PASSAGE GIVEN >>
◇ ◇ ◇ ◇ ◇ ◇ ◇

The first part of this project was to reduce the dimensionality of the feature vectors from the Monk system. The feature vectors had a dimensionality of 4356 features per vector. The dimensionality was reduced to 50 features per vector, which was a reduction of almost 99%. To do this a Restricted Boltzmann Machine [5] was used. This network can reduce high-dimensional data to low-dimensional data through unsupervised learning [8]. The unsupervised learning means that there are no labels needed for training. This works well with the lack of labeled data in the Monk system. The 4356 features were used as activation to the 4356 visible units of the network, while the activation of the 50 hidden units were interpreted as the low-dimensional feature vector. Nearest Neighbor can be applied to these low- dimensional feature vectors to find other feature vectors with similar features. Labeled word zones from the Monk system were used to test the performance of Nearest Neighbor on both the original feature vectors and the low- dimensional feature vectors.

3.1. Data set

The data used in this project came from the journal of Charlotte Perkins Gilman. This journal was already used in the Monk system [10], which gave a lot of preprocessed data to work with.

The Monk system first divides all pages into lines. These lines are then split up into word zones through word mining [11]. Some word zones in the data do not correspond perfectly with whole words, they either correspond with only a part of the word or span multiple words.

Most word zones were converted to feature vectors by the system. These feature vectors had a size of 4356 features, with a value between 0 and 1. There were 385620 word zones with a corresponding feature vector, which were used as training data. These word zones did have labels, but these labels came from machine learning and weren't always correct. Fortunately no labels are needed for training a Restricted Boltzmann Machine.

Figure 3: Some word zones of page 6 line 9 of the Gilman journal from the Monk system.

In the Monk system humans can create or confirm labels of word zones. From the 385620 word zones with feature vectors 6823 also had labels that were created or confirmed by humans. In this project the aim was to find other word zones with the same label. Since this is not possible for word zones that occur only once, these word zones were excluded. That left 6032 word zones that occurred more than once, which were used as test data.

Figure 4: Plot of the frequency of a word label from the 6032 word zones that were used as test data.

3.2. Methods

The settings of the Restricted Boltzmann Machine mostly followed the guide to training Restricted Boltzmann Machines by Hinton [7].

The initial values of the weights were random values from a zero-mean Gaussian distribution

(5)

◇ ◇ ◇ ◇ ◇ ◇ ◇

RECORDS SHOWN >>
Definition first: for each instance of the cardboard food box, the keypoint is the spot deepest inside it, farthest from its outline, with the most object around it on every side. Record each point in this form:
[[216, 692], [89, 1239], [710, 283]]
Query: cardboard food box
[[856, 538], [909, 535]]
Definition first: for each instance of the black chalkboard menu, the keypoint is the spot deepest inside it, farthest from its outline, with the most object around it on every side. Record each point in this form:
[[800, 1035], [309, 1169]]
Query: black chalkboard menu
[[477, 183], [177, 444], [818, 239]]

◇ ◇ ◇ ◇ ◇ ◇ ◇

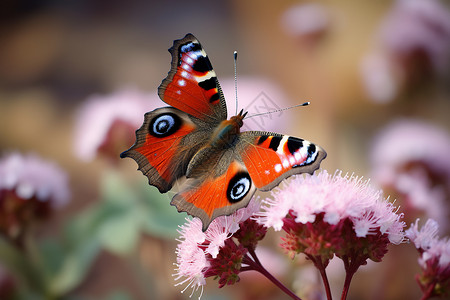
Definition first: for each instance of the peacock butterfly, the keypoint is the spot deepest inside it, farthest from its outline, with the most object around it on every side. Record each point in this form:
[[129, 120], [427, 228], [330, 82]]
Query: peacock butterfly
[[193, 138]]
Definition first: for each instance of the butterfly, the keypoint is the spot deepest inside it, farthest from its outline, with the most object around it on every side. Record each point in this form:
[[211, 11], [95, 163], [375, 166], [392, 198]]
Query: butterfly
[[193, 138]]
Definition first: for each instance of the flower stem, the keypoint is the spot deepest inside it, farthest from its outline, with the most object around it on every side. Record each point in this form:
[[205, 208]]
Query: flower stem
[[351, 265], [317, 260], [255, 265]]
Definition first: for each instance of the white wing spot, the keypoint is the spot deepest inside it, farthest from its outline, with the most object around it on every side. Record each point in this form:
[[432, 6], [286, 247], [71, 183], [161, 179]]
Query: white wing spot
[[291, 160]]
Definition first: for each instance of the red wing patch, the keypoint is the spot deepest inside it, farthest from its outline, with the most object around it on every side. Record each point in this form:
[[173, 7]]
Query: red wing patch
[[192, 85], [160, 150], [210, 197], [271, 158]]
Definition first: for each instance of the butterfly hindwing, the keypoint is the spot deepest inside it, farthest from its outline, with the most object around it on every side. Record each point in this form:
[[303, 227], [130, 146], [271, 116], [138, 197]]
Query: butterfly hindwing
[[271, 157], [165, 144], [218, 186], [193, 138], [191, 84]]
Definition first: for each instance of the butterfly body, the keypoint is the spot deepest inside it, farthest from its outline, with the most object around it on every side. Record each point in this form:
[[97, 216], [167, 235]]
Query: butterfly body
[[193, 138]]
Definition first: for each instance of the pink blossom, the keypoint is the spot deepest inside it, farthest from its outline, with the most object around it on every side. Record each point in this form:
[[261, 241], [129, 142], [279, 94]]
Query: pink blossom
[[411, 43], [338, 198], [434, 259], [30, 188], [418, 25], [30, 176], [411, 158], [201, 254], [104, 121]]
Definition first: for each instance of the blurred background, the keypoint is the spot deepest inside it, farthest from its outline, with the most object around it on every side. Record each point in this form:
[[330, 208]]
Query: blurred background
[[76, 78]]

◇ ◇ ◇ ◇ ◇ ◇ ◇

STATED GOAL 1 >> In the Monk system passage, how many word zones were used as test data?
STATED GOAL 2 >> In the records, start with the line with "Definition first: for each instance of the cardboard" and go on through the line with "[[856, 538], [909, 535]]". Switch "cardboard food box" to "paper shopping bag" and give back only those lines.
The Monk system passage and the records are separate material.

CORRECT RESPONSE 1 >> 6032 word zones were used as test data.

CORRECT RESPONSE 2 >>
Definition first: for each instance of the paper shopping bag, the keypoint is the spot deepest inside it, farthest from its outline, with the most object around it on every side. Record each point in this form:
[[216, 692], [89, 1239], [710, 283]]
Query: paper shopping bag
[[856, 538], [909, 535]]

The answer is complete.